▶ [Requisitos do exercício]:
[1] As afirmações abaixo estão de acordo com o texto sobre o cineasta Alain Cavalier? Responda sim ou não a cada uma e cite as palavras do texto que decidem a resposta. (a) Cavalier fez parte da nouvelle vague francesa. (b) "Le filmeur" é de 2005. (c) "Pater" é o melhor dos últimos filmes de Cavalier.
[2] Segundo o texto sobre o cineasta Alain Cavalier, o que chega a um pleno desenvolvimento em "Pater"? Explique em uma a três frases.
[3] Dê continuidade ao texto sobre o cineasta Alain Cavalier a partir do ponto em que ele termina.

▶ [Texto fornecido]:
“Um não sei quê, que nasce não sei onde,/Vem não sei como, e dói não sei porquê.” Luís de Camões

"Na dor lida sentem bem,/Não as duas que êle teve,/Mas só a que êles não têm." Fernando Pessoa

"Lividos astros,/Soidões lacustres.../Lemes e mastros.../E os alabastros/Dos balaustres!" Camilo Pessanha

"E eu estou feliz ainda./Mas faz-se tarde/e sei que é tempo de continuar." Helder Macedo

"Conchas, pedrinhas, pedacinhos de ossos..." Camilo Pessanha

“Vem, vagamente,/Vem, levemente,/Vem sozinha, solene, com as mãos caídas/Ao teu lado, vem” Álvaro de Campos

"Chove nela graça tanta/que dá graça à fermosura;/vai fermosa, e não segura." Luís de Camões

sábado, 14 de setembro de 2013

A construção da memória

        Alain Cavalier foi outro dos cineastas que, contemporâneos da nouvelle vague francesa, nunca tiveram nada a ver com ela (ver "Duro de roer", 10 de Junho de 2013). Tendo enveredado por um tipo de filme mais pessoal, subjectivo mesmo, já neste século, a partir de "Le filmeur" (2005), chega a um seu pleno desenvolvimento em "Pater" (2011), embora "Irène" (2009) seja o melhor dos seus últimos filmes.

▶ [Material de origem]:
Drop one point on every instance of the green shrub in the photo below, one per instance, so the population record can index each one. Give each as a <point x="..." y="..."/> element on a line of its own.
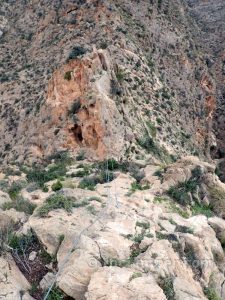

▶ [Respostas do exercício]:
[1]
(a) Não: «nunca tiveram nada a ver com ela».
(b) Sim: «a partir de "Le filmeur" (2005)».
(c) Não: «embora "Irène" (2009) seja o melhor dos seus últimos filmes».

[2] Em "Pater" (2011) chega a um pleno desenvolvimento o tipo de filme mais pessoal, e mesmo subjetivo, pelo qual Cavalier enveredou já neste século. Esse caminho começou com "Le filmeur" (2005).

[3]
         De facto, é aí que, a solo, ele se entrega a um exercício sobre a memória de Irène Tunc que, muito mais nova do que ele, muito nova morreu na sequência de um acidente de viação em 1972. O que torna este filme superior aos outros é nele o cineasta, ao abrir a memória, abrir as agendas em que escreveu um diário da vida comum de ambos entre 1970 e 1972, e, ao filmar e ler o que então aí escreveu, ir desdobrando as suas memórias mais pessoais e íntimas de uma personagem há muito desaparecida para as comentar na actualidade.
                     
        Para fazer tudo como deve ser e como ele quis, Alain Cavalier fez aí tudo sozinho, captação da imagem, do som, voz-off, mostrando-se mesmo a si próprio, primeiro partes do corpo, depois o rosto, a seguir à sua queda nas escadas de uma estação de Metro de Paris. Foi um risco muito grande, o de uma exposição completa, mas um risco que se justificava porque a sua subjectividade o exigia e que o levou a criar um filme em que reverbera a presença actual de uma morta querida.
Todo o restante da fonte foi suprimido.